▶ _STATED GOAL A_: Print the normalizer module documentation verbatim.
▶ _STATED GOAL B_: Within the records, begin at the line that has "Tag the gray-brown" and stop after the line that has "<point>303,657</point>". Output only those lines, with "one point per instance" replaced by "a single point per instance" and nothing else altered.

▶ _SELECTED EXTRACT_:
-- -- --

Module normalizer

Expand description

Normalizer: scale each sample (row) to unit norm.

Unlike column-wise scalers, the Normalizer operates row-wise: each sample is scaled independently so that its chosen norm equals 1.

Supported norms:

L1: divide by the sum of absolute values
L2: divide by the Euclidean norm (default)
Max: divide by the maximum absolute value

Samples that already have a zero norm are left unchanged.

This transformer is stateless — no fitting is required. Call Transform::transform directly. For scikit-learn API parity it ALSO supports the stateful Fit → FittedNormalizer path, which records n_features_in_ and (like sklearn) validates the input in fit; the fitted type’s transform reuses the very same row-norm logic as the stateless path, so both paths are bit-identical.

§`## REQ status`

Binary (R-DEFER-2), translating sklearn/preprocessing/_data.py (class Normalizer :1980, normalize :1866). Design doc: .design/preprocess/normalizer.md. Expected values from the live sklearn 1.5.2 oracle (R-CHAR-3). Consumers: the in-file PipelineTransformer/FittedPipelineTransformer impls (pipeline integration) + crate re-export (lib.rs:119, grandfathered S5). No PyO3 binding.

-- -- --

▶ _INPUT MATERIAL_:
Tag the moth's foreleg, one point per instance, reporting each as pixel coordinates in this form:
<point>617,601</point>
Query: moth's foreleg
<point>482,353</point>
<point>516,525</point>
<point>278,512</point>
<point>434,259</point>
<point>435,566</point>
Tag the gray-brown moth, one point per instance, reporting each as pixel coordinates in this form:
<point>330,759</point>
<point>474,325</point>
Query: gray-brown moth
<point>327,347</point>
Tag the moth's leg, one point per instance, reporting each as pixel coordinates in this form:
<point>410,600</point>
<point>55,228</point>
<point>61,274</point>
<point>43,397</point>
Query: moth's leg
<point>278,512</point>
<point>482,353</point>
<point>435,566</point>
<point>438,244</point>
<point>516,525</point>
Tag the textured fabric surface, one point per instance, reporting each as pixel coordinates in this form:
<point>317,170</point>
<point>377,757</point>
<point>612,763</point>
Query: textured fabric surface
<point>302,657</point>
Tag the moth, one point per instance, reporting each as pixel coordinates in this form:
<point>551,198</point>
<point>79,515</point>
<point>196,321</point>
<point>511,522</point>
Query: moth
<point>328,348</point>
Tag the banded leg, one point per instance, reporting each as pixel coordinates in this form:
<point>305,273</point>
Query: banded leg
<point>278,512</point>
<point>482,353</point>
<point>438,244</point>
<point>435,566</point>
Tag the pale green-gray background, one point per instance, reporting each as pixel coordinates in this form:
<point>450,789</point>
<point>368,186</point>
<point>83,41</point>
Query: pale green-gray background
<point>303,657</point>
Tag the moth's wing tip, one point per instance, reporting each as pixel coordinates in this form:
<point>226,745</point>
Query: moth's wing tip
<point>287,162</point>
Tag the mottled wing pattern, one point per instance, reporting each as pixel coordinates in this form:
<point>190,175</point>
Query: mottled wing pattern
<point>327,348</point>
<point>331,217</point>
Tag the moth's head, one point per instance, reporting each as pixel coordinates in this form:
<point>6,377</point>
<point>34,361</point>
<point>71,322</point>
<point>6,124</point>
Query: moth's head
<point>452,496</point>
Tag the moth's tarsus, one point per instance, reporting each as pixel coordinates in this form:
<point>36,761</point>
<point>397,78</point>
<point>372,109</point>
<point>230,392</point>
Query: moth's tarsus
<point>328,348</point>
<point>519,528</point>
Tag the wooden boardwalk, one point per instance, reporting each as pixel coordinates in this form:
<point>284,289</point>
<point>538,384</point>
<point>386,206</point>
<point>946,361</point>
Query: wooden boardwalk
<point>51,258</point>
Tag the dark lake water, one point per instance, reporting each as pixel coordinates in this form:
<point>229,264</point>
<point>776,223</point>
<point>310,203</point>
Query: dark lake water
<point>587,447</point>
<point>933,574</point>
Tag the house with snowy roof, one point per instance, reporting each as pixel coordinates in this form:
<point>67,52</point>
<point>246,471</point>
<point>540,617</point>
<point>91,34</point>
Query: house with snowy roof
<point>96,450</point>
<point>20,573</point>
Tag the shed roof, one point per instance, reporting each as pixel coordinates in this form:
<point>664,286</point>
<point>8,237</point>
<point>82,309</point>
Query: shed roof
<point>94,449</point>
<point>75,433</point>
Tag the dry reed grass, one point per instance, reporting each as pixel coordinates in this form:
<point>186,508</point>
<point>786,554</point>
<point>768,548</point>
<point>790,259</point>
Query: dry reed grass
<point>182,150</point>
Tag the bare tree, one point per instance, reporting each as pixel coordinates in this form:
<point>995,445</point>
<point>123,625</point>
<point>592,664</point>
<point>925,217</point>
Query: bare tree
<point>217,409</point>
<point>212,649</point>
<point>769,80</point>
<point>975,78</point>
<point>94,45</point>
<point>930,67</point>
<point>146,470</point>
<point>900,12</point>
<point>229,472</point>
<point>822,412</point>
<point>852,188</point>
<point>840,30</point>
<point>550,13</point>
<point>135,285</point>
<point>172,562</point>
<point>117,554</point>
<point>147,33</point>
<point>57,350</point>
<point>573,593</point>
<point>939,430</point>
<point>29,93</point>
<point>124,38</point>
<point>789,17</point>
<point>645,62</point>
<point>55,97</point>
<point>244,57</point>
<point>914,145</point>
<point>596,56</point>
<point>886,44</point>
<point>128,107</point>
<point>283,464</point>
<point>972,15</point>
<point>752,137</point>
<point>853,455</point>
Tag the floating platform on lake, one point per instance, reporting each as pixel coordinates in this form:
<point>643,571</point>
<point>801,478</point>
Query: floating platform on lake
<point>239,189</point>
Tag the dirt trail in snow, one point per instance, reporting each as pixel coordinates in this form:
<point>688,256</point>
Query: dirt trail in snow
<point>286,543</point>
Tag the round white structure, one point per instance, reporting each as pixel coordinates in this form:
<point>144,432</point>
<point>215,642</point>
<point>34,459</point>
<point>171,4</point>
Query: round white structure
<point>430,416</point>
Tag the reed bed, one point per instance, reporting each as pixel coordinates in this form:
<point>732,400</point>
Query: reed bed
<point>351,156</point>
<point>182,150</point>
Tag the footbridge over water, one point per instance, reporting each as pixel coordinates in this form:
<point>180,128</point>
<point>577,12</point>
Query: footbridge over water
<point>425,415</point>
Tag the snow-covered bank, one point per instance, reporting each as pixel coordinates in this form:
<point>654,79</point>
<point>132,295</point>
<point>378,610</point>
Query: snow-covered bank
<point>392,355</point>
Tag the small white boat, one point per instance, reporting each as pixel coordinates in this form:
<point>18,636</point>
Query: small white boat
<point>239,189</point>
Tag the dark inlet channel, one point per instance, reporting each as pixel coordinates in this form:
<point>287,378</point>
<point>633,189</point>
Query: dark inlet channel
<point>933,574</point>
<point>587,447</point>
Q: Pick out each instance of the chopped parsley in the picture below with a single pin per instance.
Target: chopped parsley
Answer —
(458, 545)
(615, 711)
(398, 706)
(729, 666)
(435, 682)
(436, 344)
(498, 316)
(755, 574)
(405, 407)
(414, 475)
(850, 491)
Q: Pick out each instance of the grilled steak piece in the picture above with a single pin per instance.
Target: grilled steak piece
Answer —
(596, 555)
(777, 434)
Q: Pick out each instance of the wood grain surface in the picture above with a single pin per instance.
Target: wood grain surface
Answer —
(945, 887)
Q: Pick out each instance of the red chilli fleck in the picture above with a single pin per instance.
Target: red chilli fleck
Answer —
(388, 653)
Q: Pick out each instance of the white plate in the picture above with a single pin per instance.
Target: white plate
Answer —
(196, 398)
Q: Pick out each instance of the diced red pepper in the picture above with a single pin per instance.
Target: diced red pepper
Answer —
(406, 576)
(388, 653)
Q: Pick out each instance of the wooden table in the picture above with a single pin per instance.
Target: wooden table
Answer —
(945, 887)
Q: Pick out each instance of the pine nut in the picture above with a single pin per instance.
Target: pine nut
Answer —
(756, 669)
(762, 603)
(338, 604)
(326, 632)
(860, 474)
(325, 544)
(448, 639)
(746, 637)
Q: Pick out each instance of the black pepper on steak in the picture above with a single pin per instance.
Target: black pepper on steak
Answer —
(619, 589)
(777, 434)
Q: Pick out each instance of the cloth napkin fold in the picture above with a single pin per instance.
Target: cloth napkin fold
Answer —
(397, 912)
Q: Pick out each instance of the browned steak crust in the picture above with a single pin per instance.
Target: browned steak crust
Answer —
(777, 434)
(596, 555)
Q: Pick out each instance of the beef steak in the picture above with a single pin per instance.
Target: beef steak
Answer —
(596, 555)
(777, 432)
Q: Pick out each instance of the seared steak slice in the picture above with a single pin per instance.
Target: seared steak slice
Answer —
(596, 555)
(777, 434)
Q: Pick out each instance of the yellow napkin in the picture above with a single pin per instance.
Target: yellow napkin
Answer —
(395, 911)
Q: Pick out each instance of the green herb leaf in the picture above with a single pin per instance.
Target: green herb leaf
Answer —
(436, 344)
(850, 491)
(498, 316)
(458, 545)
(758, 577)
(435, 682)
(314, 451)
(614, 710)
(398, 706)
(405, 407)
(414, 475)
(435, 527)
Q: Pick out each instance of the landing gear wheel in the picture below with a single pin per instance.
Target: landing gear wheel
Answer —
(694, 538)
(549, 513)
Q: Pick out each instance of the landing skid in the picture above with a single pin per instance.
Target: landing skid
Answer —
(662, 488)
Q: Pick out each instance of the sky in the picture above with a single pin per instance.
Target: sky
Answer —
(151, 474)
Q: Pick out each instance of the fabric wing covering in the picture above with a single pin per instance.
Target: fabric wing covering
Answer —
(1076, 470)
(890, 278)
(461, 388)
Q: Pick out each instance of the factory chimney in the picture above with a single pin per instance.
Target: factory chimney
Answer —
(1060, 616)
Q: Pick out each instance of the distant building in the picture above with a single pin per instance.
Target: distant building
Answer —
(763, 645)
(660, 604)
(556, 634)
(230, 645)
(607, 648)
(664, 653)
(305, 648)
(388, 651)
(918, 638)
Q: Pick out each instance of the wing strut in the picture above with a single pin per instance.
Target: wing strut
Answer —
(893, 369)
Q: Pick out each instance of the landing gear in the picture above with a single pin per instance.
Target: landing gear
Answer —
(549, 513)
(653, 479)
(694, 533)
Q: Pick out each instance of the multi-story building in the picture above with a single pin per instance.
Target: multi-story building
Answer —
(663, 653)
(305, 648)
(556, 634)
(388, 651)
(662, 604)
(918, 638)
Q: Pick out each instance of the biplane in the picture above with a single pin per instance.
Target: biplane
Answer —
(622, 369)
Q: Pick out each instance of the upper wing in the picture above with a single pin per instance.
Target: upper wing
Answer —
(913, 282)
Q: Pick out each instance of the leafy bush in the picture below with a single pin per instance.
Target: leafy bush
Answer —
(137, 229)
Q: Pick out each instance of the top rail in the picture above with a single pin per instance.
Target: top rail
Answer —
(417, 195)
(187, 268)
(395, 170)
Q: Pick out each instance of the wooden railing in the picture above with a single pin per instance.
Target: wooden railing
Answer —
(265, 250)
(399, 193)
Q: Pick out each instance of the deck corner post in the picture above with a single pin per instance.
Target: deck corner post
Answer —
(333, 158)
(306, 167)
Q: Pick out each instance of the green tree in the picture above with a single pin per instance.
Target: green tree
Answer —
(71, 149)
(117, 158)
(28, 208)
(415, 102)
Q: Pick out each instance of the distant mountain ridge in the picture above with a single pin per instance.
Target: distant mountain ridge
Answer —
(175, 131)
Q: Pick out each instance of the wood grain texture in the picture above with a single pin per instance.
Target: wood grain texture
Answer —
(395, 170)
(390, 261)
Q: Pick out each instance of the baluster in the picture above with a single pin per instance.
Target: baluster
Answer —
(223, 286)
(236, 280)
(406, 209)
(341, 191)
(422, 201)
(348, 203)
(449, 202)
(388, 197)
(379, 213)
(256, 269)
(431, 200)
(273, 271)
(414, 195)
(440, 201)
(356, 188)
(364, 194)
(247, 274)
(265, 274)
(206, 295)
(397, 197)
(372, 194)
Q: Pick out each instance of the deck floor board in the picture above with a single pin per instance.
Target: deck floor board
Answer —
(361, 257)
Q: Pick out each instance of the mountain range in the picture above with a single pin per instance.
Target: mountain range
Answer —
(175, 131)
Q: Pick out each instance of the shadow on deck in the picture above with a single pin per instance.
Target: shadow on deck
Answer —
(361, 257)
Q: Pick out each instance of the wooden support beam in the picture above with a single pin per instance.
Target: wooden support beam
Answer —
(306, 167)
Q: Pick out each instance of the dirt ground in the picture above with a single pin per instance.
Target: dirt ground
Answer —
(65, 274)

-- -- --

▶ _CORRECT OUTPUT A_:
Module normalizer

Expand description

Normalizer: scale each sample (row) to unit norm.

Unlike column-wise scalers, the Normalizer operates row-wise: each sample is scaled independently so that its chosen norm equals 1.

Supported norms:

L1: divide by the sum of absolute values
L2: divide by the Euclidean norm (default)
Max: divide by the maximum absolute value

Samples that already have a zero norm are left unchanged.

This transformer is stateless — no fitting is required. Call Transform::transform directly. For scikit-learn API parity it ALSO supports the stateful Fit → FittedNormalizer path, which records n_features_in_ and (like sklearn) validates the input in fit; the fitted type’s transform reuses the very same row-norm logic as the stateless path, so both paths are bit-identical.

§`## REQ status`

Binary (R-DEFER-2), translating sklearn/preprocessing/_data.py (class Normalizer :1980, normalize :1866). Design doc: .design/preprocess/normalizer.md. Expected values from the live sklearn 1.5.2 oracle (R-CHAR-3). Consumers: the in-file PipelineTransformer/FittedPipelineTransformer impls (pipeline integration) + crate re-export (lib.rs:119, grandfathered S5). No PyO3 binding.

▶ _CORRECT OUTPUT B_:
Tag the gray-brown moth, a single point per instance, reporting each as pixel coordinates in this form:
<point>330,759</point>
<point>474,325</point>
Query: gray-brown moth
<point>327,347</point>
Tag the moth's leg, a single point per instance, reporting each as pixel coordinates in this form:
<point>410,600</point>
<point>55,228</point>
<point>61,274</point>
<point>43,397</point>
Query: moth's leg
<point>278,512</point>
<point>482,353</point>
<point>435,566</point>
<point>438,244</point>
<point>516,525</point>
Tag the textured fabric surface, a single point per instance, reporting each as pixel coordinates in this form:
<point>317,170</point>
<point>377,757</point>
<point>612,763</point>
Query: textured fabric surface
<point>302,657</point>
Tag the moth, a single point per instance, reporting each as pixel coordinates in this form:
<point>551,198</point>
<point>79,515</point>
<point>196,321</point>
<point>511,522</point>
Query: moth
<point>328,348</point>
Tag the banded leg, a single point per instance, reporting each as pixel coordinates in this form:
<point>305,273</point>
Query: banded leg
<point>278,512</point>
<point>482,353</point>
<point>438,244</point>
<point>435,566</point>
Tag the pale green-gray background, a single point per instance, reporting each as pixel coordinates in this form:
<point>450,789</point>
<point>368,186</point>
<point>83,41</point>
Query: pale green-gray background
<point>303,657</point>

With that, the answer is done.